%%

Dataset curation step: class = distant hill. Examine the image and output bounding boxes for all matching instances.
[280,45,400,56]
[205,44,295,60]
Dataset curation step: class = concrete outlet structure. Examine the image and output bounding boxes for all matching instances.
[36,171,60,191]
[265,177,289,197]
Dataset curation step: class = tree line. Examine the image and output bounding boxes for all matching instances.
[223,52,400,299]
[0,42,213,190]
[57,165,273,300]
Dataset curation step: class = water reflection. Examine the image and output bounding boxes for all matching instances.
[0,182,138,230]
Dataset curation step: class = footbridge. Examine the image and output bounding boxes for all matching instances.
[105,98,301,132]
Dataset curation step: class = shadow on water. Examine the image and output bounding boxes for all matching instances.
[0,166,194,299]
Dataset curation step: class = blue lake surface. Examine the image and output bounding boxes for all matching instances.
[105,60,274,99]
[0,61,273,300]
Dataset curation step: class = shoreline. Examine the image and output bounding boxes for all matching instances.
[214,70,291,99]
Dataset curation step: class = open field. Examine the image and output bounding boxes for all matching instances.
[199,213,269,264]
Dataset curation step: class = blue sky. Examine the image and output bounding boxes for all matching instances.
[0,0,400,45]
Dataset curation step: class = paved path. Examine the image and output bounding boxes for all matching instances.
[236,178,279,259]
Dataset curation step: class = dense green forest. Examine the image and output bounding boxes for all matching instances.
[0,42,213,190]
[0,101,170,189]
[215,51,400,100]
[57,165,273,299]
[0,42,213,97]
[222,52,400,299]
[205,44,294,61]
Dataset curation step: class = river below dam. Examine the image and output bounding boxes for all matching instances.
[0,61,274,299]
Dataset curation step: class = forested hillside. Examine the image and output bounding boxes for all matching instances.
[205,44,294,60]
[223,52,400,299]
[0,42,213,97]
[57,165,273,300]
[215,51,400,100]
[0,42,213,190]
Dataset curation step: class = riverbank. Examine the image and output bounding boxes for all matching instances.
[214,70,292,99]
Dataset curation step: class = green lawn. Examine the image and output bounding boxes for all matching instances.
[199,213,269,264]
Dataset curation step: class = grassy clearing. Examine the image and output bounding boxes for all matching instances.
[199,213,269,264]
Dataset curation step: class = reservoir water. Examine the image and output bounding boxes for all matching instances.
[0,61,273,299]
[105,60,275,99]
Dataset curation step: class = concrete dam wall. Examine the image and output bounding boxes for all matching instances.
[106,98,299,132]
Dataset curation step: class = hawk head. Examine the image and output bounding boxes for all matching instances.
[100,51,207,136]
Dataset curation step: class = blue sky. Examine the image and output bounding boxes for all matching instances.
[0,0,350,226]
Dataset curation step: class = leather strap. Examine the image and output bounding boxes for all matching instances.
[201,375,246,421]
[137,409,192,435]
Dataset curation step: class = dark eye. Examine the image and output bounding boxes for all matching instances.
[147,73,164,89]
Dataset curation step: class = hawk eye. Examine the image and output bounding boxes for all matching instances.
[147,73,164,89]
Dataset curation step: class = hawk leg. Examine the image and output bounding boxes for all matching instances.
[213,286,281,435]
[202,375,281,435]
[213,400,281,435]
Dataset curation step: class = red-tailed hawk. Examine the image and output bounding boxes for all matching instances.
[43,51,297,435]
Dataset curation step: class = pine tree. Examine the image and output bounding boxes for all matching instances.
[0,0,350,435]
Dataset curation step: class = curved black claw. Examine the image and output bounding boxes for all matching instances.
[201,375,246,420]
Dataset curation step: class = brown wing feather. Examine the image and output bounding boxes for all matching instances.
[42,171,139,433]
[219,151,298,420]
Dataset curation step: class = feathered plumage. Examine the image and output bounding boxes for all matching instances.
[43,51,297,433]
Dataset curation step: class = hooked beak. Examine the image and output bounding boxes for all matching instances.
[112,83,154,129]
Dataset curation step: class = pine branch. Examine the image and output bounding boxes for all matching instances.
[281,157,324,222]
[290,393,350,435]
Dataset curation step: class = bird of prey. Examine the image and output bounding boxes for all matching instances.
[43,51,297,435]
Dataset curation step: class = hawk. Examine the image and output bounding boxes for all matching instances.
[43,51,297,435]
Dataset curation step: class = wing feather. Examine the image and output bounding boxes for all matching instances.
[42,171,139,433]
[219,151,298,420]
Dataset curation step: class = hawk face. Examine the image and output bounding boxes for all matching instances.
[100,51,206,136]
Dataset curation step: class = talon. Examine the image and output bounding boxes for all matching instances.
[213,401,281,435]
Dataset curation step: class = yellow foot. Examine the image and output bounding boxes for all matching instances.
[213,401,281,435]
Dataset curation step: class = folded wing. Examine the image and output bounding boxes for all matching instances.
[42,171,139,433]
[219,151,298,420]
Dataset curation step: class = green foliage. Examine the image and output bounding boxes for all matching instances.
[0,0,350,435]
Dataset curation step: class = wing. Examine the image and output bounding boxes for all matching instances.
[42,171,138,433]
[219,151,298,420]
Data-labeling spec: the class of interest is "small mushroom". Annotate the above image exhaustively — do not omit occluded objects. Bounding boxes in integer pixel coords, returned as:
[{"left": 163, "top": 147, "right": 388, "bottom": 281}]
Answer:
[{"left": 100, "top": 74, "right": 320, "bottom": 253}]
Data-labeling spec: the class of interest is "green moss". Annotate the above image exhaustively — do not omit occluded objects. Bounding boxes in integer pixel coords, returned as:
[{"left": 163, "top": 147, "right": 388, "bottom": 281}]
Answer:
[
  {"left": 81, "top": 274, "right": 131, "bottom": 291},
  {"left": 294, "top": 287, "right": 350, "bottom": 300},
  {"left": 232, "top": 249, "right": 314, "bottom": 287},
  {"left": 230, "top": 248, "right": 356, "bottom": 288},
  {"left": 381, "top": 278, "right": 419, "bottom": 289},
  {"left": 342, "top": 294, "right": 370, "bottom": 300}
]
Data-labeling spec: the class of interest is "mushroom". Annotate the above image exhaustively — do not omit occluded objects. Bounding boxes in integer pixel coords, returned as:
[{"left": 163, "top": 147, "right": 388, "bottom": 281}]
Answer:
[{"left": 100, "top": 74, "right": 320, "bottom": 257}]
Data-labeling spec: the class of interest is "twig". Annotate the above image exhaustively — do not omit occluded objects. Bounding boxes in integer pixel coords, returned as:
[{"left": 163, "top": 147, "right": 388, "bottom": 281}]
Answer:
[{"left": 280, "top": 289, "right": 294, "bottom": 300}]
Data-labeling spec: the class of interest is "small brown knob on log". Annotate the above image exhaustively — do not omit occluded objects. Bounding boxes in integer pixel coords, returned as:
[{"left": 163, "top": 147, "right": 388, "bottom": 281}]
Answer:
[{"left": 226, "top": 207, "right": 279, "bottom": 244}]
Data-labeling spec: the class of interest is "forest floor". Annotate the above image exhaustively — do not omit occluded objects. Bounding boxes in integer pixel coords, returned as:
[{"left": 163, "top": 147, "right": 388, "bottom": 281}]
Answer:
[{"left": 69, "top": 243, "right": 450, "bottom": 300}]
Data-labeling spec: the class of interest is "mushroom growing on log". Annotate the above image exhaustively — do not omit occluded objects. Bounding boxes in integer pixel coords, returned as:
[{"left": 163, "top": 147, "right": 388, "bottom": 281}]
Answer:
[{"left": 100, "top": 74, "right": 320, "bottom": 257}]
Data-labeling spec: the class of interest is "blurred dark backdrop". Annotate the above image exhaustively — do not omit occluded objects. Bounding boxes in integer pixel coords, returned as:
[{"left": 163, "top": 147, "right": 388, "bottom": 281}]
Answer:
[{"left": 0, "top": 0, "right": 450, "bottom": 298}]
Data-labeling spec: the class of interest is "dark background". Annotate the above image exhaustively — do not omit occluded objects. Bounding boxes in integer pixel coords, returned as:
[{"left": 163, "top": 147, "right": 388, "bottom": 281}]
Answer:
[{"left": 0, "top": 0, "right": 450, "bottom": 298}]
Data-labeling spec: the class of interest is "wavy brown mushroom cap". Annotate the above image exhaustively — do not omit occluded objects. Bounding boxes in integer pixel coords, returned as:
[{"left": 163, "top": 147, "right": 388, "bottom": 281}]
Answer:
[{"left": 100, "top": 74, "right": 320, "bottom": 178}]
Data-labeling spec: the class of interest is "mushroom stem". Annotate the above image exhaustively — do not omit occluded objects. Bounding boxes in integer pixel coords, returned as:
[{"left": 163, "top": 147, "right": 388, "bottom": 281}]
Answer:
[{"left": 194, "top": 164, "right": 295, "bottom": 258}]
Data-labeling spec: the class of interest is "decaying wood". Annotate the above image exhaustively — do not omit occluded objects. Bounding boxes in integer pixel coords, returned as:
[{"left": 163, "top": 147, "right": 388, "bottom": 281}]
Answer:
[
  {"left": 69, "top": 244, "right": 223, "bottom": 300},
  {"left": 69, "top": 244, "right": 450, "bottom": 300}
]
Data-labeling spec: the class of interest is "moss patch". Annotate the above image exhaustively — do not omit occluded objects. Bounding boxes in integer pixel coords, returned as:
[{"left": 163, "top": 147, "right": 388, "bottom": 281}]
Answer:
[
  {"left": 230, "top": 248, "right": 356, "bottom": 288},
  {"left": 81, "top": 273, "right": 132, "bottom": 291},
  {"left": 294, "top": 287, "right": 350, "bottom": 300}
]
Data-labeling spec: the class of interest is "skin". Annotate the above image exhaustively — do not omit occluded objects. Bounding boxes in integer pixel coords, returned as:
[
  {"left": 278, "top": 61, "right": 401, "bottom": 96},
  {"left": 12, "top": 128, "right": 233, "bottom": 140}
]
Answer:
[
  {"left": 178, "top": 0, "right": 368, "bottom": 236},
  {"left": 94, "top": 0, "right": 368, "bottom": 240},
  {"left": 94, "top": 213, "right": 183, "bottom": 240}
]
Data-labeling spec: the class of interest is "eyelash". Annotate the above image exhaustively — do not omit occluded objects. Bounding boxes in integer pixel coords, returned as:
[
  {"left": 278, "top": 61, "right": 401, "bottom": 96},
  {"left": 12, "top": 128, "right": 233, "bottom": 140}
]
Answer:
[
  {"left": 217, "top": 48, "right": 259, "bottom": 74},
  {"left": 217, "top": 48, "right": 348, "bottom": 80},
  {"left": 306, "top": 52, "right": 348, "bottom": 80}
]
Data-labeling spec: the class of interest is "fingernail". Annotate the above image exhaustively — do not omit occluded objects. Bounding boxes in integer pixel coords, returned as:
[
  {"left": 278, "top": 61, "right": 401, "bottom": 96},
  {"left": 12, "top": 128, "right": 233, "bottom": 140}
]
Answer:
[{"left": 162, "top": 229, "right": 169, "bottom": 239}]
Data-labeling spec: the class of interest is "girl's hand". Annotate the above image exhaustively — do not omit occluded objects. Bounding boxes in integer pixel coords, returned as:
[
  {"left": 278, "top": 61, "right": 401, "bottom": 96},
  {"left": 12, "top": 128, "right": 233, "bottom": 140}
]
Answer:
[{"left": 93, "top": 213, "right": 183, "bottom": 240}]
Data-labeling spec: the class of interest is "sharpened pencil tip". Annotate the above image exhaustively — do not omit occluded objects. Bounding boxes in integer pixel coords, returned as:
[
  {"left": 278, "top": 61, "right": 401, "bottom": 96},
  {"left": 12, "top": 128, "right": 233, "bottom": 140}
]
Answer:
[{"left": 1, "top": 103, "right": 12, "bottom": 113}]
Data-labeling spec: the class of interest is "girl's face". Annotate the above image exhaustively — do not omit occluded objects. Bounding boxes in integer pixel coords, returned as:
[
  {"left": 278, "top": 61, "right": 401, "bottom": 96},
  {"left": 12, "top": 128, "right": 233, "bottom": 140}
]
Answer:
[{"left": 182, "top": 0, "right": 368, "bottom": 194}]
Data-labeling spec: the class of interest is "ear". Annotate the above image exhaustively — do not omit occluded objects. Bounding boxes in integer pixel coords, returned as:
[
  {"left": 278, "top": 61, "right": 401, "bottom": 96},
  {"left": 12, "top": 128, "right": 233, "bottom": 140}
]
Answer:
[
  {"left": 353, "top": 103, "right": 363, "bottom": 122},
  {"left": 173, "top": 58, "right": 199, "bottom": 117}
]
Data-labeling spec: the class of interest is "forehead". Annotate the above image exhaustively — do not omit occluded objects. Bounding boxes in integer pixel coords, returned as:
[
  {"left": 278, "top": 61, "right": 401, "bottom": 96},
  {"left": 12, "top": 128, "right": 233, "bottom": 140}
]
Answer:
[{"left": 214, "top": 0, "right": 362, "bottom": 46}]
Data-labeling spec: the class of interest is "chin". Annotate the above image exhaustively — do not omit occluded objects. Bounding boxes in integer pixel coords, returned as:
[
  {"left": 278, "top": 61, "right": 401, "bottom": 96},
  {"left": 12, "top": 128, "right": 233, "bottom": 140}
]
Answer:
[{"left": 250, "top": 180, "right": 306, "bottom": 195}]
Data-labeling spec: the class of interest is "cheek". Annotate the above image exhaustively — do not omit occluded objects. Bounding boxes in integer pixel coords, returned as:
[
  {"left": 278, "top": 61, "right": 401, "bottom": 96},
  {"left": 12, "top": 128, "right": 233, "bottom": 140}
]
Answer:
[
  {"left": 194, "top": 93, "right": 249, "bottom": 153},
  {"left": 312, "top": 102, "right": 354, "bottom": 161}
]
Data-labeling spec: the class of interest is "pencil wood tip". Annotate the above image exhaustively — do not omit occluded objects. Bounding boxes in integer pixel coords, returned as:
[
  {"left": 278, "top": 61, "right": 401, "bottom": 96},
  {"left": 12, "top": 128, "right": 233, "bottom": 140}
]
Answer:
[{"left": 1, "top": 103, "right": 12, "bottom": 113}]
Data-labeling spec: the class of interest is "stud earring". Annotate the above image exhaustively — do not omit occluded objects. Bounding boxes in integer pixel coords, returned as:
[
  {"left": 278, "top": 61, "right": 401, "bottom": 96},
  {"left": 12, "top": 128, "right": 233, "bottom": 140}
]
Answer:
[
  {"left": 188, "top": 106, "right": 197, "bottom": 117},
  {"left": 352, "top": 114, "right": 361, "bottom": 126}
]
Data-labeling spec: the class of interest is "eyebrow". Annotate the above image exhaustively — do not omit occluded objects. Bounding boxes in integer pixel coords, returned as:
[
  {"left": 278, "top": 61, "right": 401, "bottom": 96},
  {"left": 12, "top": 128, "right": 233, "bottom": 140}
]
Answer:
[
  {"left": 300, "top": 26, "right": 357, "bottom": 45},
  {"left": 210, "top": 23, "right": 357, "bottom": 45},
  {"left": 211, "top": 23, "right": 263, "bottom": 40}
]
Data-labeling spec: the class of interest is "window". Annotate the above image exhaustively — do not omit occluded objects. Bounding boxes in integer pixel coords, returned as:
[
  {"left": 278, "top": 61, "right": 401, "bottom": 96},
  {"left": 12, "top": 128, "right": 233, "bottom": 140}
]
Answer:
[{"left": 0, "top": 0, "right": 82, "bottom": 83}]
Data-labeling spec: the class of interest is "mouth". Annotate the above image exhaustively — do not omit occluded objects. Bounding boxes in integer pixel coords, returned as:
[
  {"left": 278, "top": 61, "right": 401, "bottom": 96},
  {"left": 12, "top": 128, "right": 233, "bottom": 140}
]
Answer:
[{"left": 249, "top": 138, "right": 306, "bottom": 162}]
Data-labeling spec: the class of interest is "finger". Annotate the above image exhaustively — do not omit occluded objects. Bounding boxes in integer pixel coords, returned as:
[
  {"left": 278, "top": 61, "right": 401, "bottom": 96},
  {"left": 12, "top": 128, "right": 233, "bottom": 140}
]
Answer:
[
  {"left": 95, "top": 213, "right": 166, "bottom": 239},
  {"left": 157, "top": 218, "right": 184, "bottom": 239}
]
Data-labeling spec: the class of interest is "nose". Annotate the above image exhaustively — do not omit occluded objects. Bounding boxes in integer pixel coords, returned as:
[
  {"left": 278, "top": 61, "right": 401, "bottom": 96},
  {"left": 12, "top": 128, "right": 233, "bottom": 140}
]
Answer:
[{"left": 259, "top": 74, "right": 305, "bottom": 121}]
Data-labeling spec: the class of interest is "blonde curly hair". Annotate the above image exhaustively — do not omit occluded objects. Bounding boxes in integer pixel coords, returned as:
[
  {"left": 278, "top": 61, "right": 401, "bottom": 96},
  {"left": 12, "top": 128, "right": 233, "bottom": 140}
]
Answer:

%%

Description of the task — Rewrite everything from the start of the records down to the line containing "[105,98,301,132]", both ends included, and substitute "Inspect" for "Examine" throughout, changing nothing else.

Solution for this task —
Dataset curation step: class = distant hill. Inspect the image and output bounding boxes for all matching instances.
[280,45,400,56]
[205,44,295,60]
Dataset curation step: class = concrete outlet structure. Inspect the image and output bounding boxes for all matching instances.
[36,171,60,191]
[265,177,289,197]
Dataset curation step: class = tree line. Inspect the image and output bounding boxes for all matching instances.
[223,52,400,299]
[0,42,213,190]
[57,165,273,300]
Dataset curation step: class = water reflection. Inspect the image and output bounding boxes for all matching instances.
[0,182,138,230]
Dataset curation step: class = footbridge. Inspect the image and output bounding boxes for all matching instances.
[105,98,301,132]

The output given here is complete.